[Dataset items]
* * * * * * * * *

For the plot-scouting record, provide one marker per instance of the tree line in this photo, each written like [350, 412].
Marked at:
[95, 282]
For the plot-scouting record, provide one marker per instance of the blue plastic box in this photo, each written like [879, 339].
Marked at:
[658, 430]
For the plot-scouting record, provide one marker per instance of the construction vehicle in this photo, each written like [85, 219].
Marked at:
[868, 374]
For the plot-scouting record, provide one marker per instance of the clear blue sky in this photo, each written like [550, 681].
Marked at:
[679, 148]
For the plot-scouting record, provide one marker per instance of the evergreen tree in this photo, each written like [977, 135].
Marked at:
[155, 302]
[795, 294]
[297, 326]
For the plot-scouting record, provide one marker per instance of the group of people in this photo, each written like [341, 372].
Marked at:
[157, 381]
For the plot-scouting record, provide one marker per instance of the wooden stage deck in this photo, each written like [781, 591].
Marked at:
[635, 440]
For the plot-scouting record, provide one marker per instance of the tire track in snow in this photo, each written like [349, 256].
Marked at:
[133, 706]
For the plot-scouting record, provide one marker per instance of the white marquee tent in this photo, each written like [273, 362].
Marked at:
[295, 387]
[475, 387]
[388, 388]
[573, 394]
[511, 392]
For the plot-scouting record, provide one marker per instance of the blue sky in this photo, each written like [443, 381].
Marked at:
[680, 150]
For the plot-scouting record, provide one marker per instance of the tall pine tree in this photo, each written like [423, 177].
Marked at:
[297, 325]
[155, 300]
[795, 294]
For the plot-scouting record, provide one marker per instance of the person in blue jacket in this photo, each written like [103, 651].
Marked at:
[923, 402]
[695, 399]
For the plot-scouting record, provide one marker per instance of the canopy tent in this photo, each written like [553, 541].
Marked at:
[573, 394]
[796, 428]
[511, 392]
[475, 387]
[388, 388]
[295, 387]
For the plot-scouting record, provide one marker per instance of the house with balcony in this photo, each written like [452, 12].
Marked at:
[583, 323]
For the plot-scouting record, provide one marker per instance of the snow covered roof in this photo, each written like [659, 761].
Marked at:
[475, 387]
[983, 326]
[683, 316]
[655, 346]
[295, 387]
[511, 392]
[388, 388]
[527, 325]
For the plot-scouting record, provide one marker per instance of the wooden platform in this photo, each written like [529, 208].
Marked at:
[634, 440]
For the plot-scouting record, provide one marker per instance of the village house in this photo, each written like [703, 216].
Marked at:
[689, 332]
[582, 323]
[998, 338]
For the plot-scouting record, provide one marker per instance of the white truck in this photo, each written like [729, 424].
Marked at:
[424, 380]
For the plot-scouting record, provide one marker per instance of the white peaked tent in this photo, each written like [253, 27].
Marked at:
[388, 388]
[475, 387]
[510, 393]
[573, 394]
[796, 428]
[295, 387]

* * * * * * * * *

Goal of the exercise ->
Switch every "Marked at" to "Pointed at" in the lines from the one holding "like [729, 424]." through the last line, inclusive. Write out only those lines, with nothing else changed.

Full response ->
For the plot-scouting record, provide one marker per instance of the white truck in this photo, each written like [729, 424].
Pointed at:
[424, 380]
For the plot-scouting record, provide one marker per instance of the white peaked tent in this photo, each written like [253, 27].
Pointed at:
[388, 388]
[475, 387]
[510, 393]
[573, 394]
[796, 428]
[295, 387]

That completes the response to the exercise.